● Quoted text:
The 2019 Indenture contains customary events of default, including:

 

   

default in any payment of interest on any 2019 Note when due, continued for 30 days;

 

   

default in the payment of principal or premium, if any, on any 2019 Note when due;

 

   

failure by the Company to comply with its other obligations under the 2019 Indenture, in certain cases subject to notice and grace periods;

 

 

   

certain events of bankruptcy, insolvency or reorganization of the Company or a Significant Subsidiary (as defined in the 2019 Indenture) or group of Restricted Subsidiaries that, taken together, would constitute a Significant Subsidiary;

 

   

failure by the Company or any Significant Subsidiary or group of Restricted Subsidiaries that, taken together, would constitute a Significant Subsidiary to pay certain final judgments aggregating in excess of $10.0 million within 60 days; and

 

   

any guarantee of the 2019 Notes by a Guarantor ceases to be in full force and effect, is declared null and void in a judicial proceeding or is denied or disaffirmed by its maker.

 

Senior Unsecured 2021 Notes — On November 10, 2011, the Company issued $400.0 million of 6.5% senior unsecured notes due November 1, 2021 (the "2021 Notes"). Interest is payable on the 2021 Notes semi-annually in arrears on each May 1 and November 1, commencing May 1, 2012. The 2021 Notes are guaranteed on a senior unsecured basis by the Guarantors. These guarantees are full and unconditional and joint and several among the Guarantors. The issuance of these 2021 Notes resulted in net proceeds to the Company of $393.4 million.

The 2021 Notes were issued under an indenture, dated as of November 10, 2011 (the "2021 Base Indenture"), among the Company and the Trustee, as amended and supplemented by a supplemental indenture among the Company, the Guarantors and the Trustee, also dated as of November 10, 2011 (the "2021 Supplemental Indenture"; the 2021 Base Indenture, as amended and supplemented by the 2021 Supplemental Indenture, the "2021 Indenture").

● Records for this exercise:
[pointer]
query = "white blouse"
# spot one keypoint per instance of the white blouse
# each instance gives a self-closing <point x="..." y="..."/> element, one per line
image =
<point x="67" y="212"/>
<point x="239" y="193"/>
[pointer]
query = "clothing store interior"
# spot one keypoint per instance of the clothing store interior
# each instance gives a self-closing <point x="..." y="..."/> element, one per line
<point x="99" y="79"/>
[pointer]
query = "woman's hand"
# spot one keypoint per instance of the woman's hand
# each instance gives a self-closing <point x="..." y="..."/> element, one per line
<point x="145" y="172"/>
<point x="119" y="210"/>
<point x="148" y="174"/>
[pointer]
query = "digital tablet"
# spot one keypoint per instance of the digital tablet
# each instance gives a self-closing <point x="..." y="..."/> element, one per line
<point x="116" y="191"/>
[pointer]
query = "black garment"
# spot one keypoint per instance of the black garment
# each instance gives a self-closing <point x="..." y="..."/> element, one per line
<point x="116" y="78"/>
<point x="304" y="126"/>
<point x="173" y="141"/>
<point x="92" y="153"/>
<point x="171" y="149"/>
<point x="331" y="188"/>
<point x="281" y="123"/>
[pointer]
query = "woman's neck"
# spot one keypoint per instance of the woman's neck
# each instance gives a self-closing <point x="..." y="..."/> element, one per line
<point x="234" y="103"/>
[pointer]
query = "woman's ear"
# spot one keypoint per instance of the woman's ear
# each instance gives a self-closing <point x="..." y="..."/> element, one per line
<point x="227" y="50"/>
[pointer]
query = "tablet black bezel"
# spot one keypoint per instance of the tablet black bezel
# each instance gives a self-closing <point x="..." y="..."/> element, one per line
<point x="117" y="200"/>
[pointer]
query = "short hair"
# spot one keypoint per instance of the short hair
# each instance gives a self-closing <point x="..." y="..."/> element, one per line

● Required tasks:
1. In the passage on the 2019 Indenture, swap "judicial proceeding" for "court proceeding" and write out the part starting with "any guarantee of" and going on through "by its maker.".
2. Report each line of the listing that contains the string "black".

● The results:
1.
any guarantee of the 2019 Notes by a Guarantor ceases to be in full force and effect, is declared null and void in a court proceeding or is denied or disaffirmed by its maker.

2.
query = "black garment"
# spot one keypoint per instance of the black garment
query = "tablet black bezel"
# spot one keypoint per instance of the tablet black bezel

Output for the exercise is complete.